_TUJUAN 1_. Menurut teks tentang Toriqoh Al-Amudiah, kata "toriqoh" sebaiknya diperbarui dengan nama apa?
_TUJUAN 2_. Tolong lanjutkan teks tentang Toriqoh Al-Amudiah mulai setelah kalimat terakhirnya.

_KUTIPAN TEKS_.
-----

Toriqoh Al-Amudiah
Sebelum lebih lanjut membahas Toriqoh Al-Amudiah alangkah baiknya kalau kita perbaharui kata toriqoh tersebut dengan nama "madrasah" supaya sesuai dengan pemahaman generasi sekarang, jikalau generasi intelek masa kini mempelajari psikologi, sosiologi, ekonomi, filsapat dsb, dan terpengaruh oleh madrasah Dikart, Baplop dan pemikiran Ruth dan Jan Jak Roso dan lainnya yang mempunyai pengaruh bersar dalam sistim pendidikan moderen, pendidikan yang telah mengeluarkan para alumni penyandang ijazah dengan berbagai macam jurusan dan tingkatan, oleh sebab itu maka ketika kita mempelajari tentang tasawuf secara bijak dan obyektif, maka kita akan menemukan kenyataan bahwa betapa besarnya pengaruh barat terhadap pendidikan moderen, dan bahkan kenyataan tersebut lebih besar daripada isu yang tersebar tentang pengaruh barat terhadap "madrasah tasawuf", dan bahkan pada hakikatnya isu tersebut adalah berasal dari para orientalis yang kemudian dipungut dan dikembangkan oleh para penganut madrasah moderen untuk menyerang madrasah tasawuf.

-----

_BARIS DATA_.

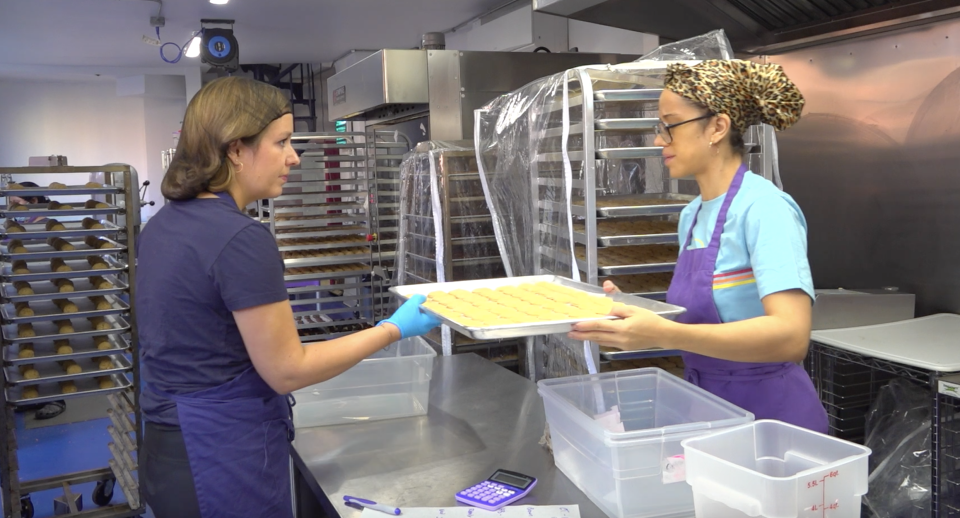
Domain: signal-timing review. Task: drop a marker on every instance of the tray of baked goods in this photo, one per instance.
(625, 232)
(57, 268)
(27, 394)
(514, 307)
(334, 271)
(58, 189)
(34, 250)
(295, 244)
(301, 258)
(23, 291)
(57, 309)
(626, 260)
(52, 228)
(638, 204)
(64, 370)
(64, 349)
(55, 208)
(64, 329)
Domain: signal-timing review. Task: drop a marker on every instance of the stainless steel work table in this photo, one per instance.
(481, 417)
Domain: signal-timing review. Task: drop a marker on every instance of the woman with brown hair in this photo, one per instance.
(219, 347)
(742, 273)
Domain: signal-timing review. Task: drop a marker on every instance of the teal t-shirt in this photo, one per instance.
(763, 248)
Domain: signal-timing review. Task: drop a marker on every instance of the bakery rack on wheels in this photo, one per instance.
(323, 226)
(385, 152)
(69, 327)
(448, 236)
(602, 205)
(850, 366)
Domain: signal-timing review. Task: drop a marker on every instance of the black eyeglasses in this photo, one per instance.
(664, 129)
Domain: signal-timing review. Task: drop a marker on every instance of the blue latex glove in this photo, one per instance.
(410, 320)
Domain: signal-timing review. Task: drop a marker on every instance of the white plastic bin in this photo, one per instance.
(617, 437)
(775, 470)
(393, 382)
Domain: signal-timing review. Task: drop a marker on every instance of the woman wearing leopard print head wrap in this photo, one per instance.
(742, 273)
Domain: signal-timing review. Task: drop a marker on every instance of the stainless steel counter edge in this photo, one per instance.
(481, 417)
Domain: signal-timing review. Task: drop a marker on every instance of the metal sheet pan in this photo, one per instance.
(83, 347)
(40, 251)
(51, 372)
(51, 392)
(73, 229)
(46, 310)
(48, 291)
(637, 355)
(40, 209)
(40, 271)
(47, 331)
(536, 329)
(70, 190)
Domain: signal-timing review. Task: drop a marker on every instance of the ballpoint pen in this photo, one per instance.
(370, 504)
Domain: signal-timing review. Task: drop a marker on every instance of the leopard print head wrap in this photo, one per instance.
(748, 92)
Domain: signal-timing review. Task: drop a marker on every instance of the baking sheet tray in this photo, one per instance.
(51, 372)
(40, 271)
(51, 392)
(47, 331)
(41, 209)
(83, 347)
(70, 190)
(534, 329)
(46, 310)
(45, 290)
(73, 229)
(39, 251)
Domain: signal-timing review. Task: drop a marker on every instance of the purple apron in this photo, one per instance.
(238, 442)
(781, 391)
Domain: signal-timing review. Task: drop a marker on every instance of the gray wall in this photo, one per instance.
(875, 161)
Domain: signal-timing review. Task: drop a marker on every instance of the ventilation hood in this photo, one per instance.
(756, 26)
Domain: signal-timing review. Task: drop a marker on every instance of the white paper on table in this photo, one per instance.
(517, 511)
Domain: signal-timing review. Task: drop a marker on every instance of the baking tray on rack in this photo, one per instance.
(639, 204)
(73, 229)
(83, 347)
(37, 251)
(70, 190)
(47, 290)
(40, 209)
(51, 391)
(46, 310)
(529, 329)
(40, 271)
(51, 372)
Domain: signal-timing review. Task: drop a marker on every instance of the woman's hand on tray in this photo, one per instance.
(635, 329)
(411, 320)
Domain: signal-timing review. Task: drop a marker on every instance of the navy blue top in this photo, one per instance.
(198, 261)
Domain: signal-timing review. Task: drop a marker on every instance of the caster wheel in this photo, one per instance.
(103, 493)
(26, 507)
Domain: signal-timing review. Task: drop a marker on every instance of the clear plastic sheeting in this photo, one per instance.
(548, 151)
(446, 225)
(898, 433)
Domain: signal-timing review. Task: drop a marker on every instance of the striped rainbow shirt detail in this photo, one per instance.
(733, 279)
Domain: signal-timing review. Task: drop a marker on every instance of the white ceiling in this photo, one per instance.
(47, 38)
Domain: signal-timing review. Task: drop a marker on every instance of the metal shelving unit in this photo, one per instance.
(69, 326)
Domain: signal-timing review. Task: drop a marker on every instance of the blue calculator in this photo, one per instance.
(502, 488)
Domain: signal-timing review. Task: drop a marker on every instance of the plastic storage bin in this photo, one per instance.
(393, 382)
(617, 437)
(775, 470)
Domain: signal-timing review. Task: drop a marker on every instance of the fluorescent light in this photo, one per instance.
(193, 50)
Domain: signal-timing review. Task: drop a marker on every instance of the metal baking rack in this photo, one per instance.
(623, 233)
(468, 243)
(327, 235)
(68, 326)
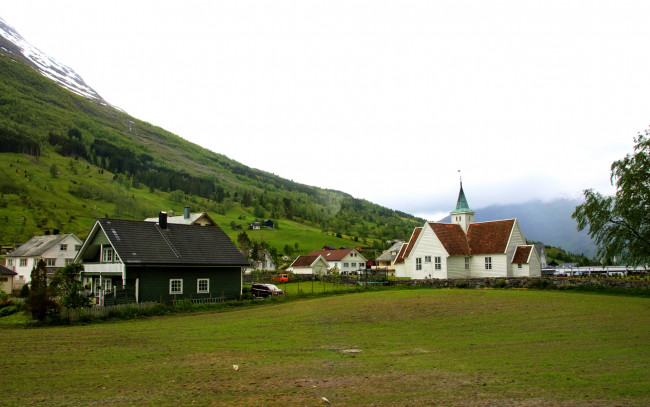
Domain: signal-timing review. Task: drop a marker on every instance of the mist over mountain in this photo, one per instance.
(11, 42)
(138, 156)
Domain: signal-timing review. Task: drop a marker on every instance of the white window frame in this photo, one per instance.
(177, 290)
(107, 284)
(198, 286)
(105, 255)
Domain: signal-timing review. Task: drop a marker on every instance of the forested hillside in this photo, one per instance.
(65, 160)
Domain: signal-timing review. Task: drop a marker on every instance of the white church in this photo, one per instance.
(464, 248)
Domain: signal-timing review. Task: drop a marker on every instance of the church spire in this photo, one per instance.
(462, 215)
(461, 205)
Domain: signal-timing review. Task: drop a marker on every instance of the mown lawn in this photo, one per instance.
(417, 347)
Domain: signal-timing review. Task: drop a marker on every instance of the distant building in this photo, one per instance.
(56, 250)
(187, 218)
(346, 260)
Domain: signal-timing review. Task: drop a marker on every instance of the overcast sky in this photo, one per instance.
(385, 100)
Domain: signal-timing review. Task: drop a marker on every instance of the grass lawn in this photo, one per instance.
(415, 347)
(316, 287)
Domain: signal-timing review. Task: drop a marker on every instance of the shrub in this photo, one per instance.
(462, 284)
(539, 284)
(24, 291)
(11, 309)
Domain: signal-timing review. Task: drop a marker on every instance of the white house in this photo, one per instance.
(345, 260)
(465, 248)
(316, 265)
(264, 262)
(56, 250)
(386, 261)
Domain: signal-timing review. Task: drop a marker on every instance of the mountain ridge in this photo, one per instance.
(137, 153)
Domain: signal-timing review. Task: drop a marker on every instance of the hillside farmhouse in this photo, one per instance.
(386, 261)
(56, 250)
(161, 261)
(315, 265)
(345, 260)
(6, 279)
(464, 248)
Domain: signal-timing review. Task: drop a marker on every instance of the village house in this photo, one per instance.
(345, 260)
(55, 249)
(386, 261)
(159, 261)
(264, 261)
(6, 279)
(465, 248)
(315, 265)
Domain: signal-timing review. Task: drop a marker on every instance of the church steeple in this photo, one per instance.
(462, 215)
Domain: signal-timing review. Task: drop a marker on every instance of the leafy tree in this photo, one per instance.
(67, 282)
(620, 224)
(244, 242)
(39, 302)
(24, 291)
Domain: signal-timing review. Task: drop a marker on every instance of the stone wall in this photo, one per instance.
(526, 282)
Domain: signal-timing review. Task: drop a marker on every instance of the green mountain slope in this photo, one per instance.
(65, 160)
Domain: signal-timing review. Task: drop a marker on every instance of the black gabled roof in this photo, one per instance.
(140, 242)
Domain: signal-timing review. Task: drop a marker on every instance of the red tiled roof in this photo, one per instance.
(332, 255)
(4, 271)
(304, 261)
(411, 243)
(400, 255)
(489, 237)
(522, 253)
(452, 238)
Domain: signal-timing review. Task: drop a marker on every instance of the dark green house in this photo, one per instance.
(160, 261)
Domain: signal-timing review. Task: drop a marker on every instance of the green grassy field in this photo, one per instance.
(415, 347)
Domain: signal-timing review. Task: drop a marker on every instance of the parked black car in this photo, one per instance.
(265, 290)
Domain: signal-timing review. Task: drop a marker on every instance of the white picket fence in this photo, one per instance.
(99, 311)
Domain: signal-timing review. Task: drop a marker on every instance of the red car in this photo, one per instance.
(281, 278)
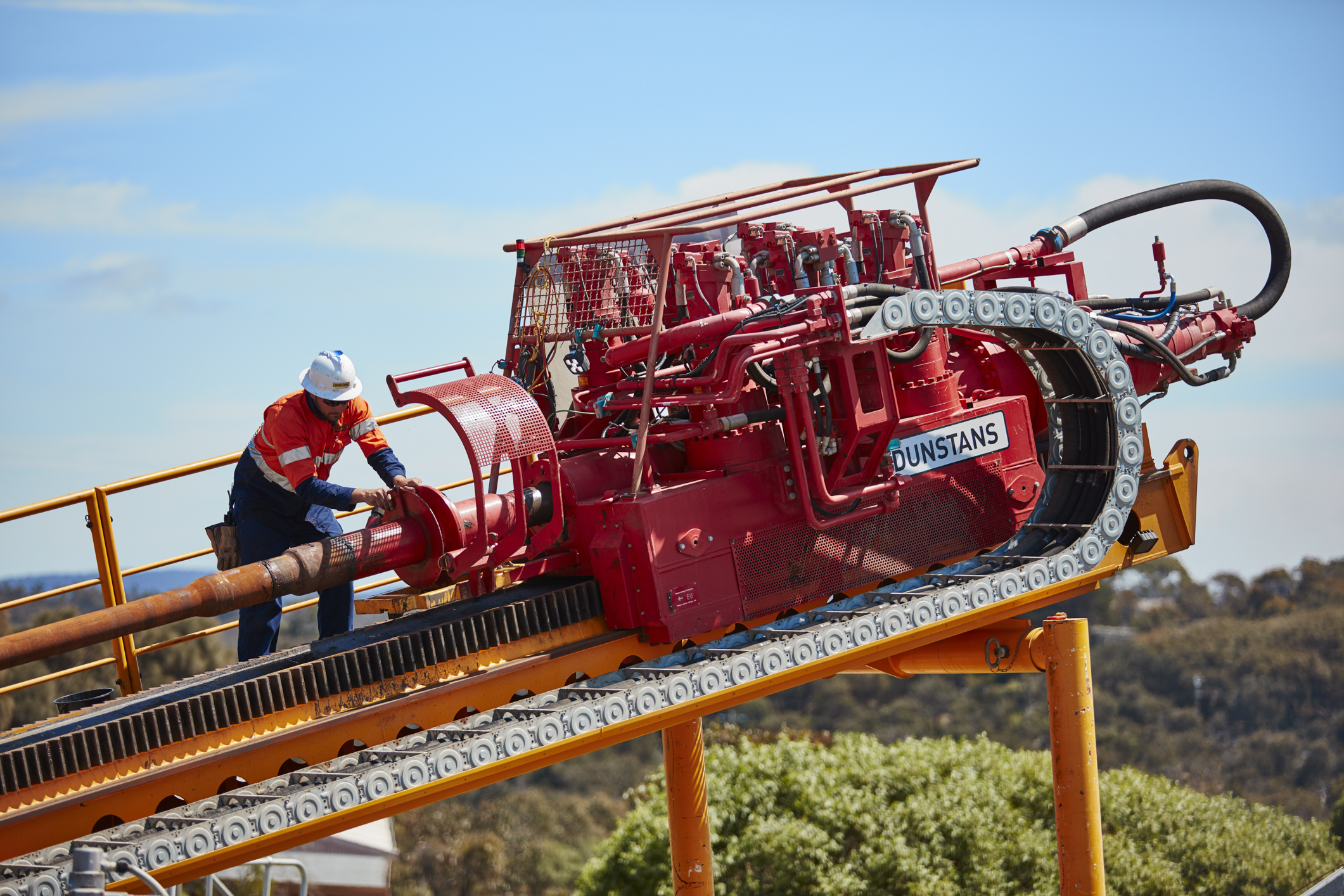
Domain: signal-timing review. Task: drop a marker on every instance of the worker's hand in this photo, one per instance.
(382, 499)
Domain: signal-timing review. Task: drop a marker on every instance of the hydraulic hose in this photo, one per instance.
(1280, 249)
(1163, 351)
(1106, 303)
(914, 351)
(880, 290)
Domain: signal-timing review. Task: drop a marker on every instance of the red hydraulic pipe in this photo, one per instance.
(819, 475)
(995, 261)
(699, 331)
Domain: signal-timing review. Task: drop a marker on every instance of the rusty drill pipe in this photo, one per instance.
(303, 570)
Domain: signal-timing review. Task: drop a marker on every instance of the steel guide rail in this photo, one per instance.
(426, 758)
(117, 735)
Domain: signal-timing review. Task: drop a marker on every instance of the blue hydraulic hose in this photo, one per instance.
(1156, 316)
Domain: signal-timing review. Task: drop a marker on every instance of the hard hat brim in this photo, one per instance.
(331, 395)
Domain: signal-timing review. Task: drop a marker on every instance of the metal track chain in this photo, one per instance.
(545, 719)
(129, 734)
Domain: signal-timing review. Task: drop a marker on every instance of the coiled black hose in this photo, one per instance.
(1280, 249)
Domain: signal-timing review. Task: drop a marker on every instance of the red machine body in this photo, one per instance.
(773, 456)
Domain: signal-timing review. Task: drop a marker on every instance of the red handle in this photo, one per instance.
(393, 379)
(430, 371)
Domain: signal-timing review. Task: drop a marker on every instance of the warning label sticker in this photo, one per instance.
(924, 452)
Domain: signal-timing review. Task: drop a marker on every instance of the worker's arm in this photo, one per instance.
(380, 454)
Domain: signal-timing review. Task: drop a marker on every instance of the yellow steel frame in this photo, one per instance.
(320, 731)
(1165, 504)
(112, 577)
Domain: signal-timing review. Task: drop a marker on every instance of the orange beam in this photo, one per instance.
(689, 808)
(1011, 645)
(1073, 755)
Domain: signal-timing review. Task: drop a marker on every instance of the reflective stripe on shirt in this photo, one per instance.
(302, 453)
(279, 478)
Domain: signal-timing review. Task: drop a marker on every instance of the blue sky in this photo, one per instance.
(195, 198)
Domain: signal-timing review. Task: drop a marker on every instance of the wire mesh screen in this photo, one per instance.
(582, 286)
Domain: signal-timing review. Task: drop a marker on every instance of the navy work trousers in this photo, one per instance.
(259, 625)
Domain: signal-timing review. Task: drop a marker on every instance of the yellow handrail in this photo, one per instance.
(110, 575)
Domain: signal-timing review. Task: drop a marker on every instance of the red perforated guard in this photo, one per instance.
(497, 417)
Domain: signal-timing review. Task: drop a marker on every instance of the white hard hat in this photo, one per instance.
(331, 376)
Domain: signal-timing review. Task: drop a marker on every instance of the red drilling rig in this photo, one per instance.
(719, 416)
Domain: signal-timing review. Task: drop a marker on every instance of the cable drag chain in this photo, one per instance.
(1022, 565)
(331, 676)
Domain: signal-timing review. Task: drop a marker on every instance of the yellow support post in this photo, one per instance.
(689, 808)
(1073, 754)
(113, 589)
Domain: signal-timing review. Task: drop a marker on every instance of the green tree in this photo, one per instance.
(935, 817)
(522, 843)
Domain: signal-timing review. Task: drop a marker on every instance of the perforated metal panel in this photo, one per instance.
(940, 518)
(501, 419)
(577, 286)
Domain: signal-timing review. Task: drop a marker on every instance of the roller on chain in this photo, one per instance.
(710, 417)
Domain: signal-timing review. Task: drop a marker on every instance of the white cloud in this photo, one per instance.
(66, 99)
(351, 219)
(160, 7)
(120, 283)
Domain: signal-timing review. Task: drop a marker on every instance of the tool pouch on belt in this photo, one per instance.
(224, 541)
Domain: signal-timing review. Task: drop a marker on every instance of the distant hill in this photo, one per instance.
(141, 584)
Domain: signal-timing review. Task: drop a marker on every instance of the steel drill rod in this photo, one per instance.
(303, 570)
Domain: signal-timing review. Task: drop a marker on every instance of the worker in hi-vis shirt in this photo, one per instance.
(281, 497)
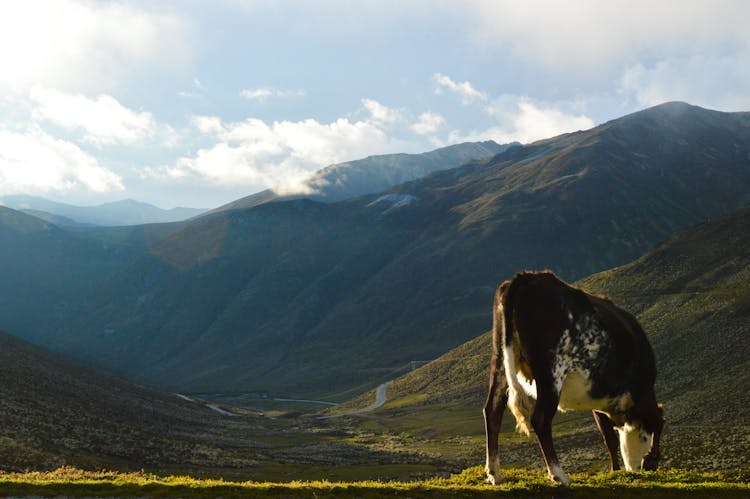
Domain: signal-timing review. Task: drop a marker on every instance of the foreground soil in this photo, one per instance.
(71, 482)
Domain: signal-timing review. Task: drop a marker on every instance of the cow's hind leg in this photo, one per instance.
(541, 421)
(611, 440)
(497, 400)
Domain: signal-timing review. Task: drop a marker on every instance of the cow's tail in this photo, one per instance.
(519, 402)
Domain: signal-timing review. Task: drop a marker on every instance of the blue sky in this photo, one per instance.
(197, 103)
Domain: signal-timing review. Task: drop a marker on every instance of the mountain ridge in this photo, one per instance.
(316, 299)
(371, 174)
(116, 213)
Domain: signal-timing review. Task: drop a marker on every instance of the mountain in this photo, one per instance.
(324, 299)
(125, 212)
(373, 174)
(42, 266)
(692, 296)
(54, 412)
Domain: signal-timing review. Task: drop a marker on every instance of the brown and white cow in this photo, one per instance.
(571, 351)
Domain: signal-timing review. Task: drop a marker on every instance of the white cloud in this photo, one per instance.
(103, 120)
(264, 93)
(465, 89)
(79, 45)
(379, 112)
(428, 123)
(590, 36)
(717, 82)
(278, 155)
(33, 161)
(520, 119)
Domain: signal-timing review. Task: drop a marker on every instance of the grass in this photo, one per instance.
(73, 482)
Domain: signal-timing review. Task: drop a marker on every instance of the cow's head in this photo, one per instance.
(639, 440)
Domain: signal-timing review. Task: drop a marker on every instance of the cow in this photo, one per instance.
(570, 350)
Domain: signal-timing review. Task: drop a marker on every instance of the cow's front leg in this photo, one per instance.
(541, 421)
(650, 461)
(497, 400)
(611, 440)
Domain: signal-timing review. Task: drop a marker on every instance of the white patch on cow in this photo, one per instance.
(518, 402)
(528, 387)
(634, 445)
(576, 393)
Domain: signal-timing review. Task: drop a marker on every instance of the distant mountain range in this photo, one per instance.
(692, 296)
(374, 174)
(54, 413)
(325, 299)
(125, 212)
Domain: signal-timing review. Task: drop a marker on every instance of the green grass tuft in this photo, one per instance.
(73, 482)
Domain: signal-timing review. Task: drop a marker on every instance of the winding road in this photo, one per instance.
(380, 399)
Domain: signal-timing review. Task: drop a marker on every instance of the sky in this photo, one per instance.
(198, 103)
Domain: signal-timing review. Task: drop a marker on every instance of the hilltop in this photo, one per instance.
(315, 299)
(692, 296)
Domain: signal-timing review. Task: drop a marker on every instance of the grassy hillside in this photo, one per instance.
(55, 413)
(73, 483)
(691, 294)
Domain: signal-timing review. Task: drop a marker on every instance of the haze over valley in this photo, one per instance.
(212, 265)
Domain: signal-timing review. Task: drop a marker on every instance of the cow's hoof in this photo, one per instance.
(559, 476)
(650, 463)
(493, 479)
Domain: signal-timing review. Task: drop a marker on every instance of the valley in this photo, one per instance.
(346, 339)
(307, 299)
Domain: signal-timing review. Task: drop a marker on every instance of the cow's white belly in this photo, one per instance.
(575, 394)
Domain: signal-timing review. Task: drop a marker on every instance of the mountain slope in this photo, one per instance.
(56, 413)
(373, 174)
(43, 266)
(125, 212)
(313, 299)
(692, 296)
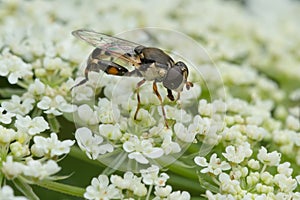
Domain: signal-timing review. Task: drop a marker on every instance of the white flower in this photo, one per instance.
(215, 166)
(91, 144)
(285, 169)
(293, 123)
(17, 105)
(107, 111)
(129, 182)
(14, 67)
(7, 135)
(50, 146)
(183, 134)
(180, 195)
(255, 133)
(142, 149)
(266, 178)
(40, 171)
(286, 184)
(82, 93)
(31, 126)
(122, 183)
(162, 191)
(199, 126)
(56, 105)
(37, 88)
(18, 149)
(169, 146)
(109, 131)
(261, 188)
(87, 115)
(253, 178)
(253, 164)
(205, 108)
(6, 193)
(151, 176)
(12, 169)
(270, 159)
(176, 114)
(239, 153)
(100, 189)
(144, 118)
(228, 185)
(5, 117)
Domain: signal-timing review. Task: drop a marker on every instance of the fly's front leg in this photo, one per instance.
(161, 103)
(138, 97)
(170, 95)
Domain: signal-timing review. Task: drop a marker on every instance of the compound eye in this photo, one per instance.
(174, 78)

-----

_JAWABAN AKHIR 1_. Dengan nama "madrasah".

_JAWABAN AKHIR 2_.
Memang harus diakui bahwa ada diantara para ada diantara pengikut madrasah tasawuf yang extrim ataupun lalai, tapi hal tersebut bukan berarti bahwa kita bisa melimpahkan kesalahan tersebut kepada sautu madrasah atau suatu pola pikir, karena hal tersebut bukan saja terjadi pada seorang pengikut tasawuf, bahkan pada pengikut madrasah apa saja bisa terjadi, misalnya ada diantara ulama Hambali yang pendapatnya menyimpang baik dalam fiqih ataupun akidah tetapi para ulama sejak dulu tidak ada yang menyebutkan bahwa madzhab Hambali adalah madzhab yang menyimpang, karena penyimpangan itu bukan dari madzhab tapi dari individu pengikutnya.
Dari semua itu jelaslah bahwa "madrasah tasawuf" adalah madrasah islam yang menitik beratkan pada pembinaan ahlak dan lurusnya hati berdasarkan ajaran Nabi SAW yang murni, adapun mengenai hubungannya dengan Syariah, madrasah tasawuf berada dalam naungan semua madzhab, pengikut tasawuf tidak diharuskan mengikuti Madzhab Syafi'I, Hambali ataupun lainya.
Adapun inti daripada pembahasan tasawuf dalam bab ini adalah tasawuf di Hadhramaut, sebagaimana telah disebutkan dalam bab sebelumnya bahwa sebelum abad ke-7 Hijriah, Hadhramaut tidak mengenal tasawuf ataupun toriqoh sebagai suatu madrasah walaupun ulama Hadhramaut dalam ahlak dan suluknya adalah suluf sufi, tetapi mereka tidak menamakan diri mereka sebagai pengikut tasawuf ataupun toriqoh tertentu. Berbeda dengan kota-kota yaman yang lainnya yang jauh sebelum itu sudah mengenal toriqoh seperti "Qodiriah".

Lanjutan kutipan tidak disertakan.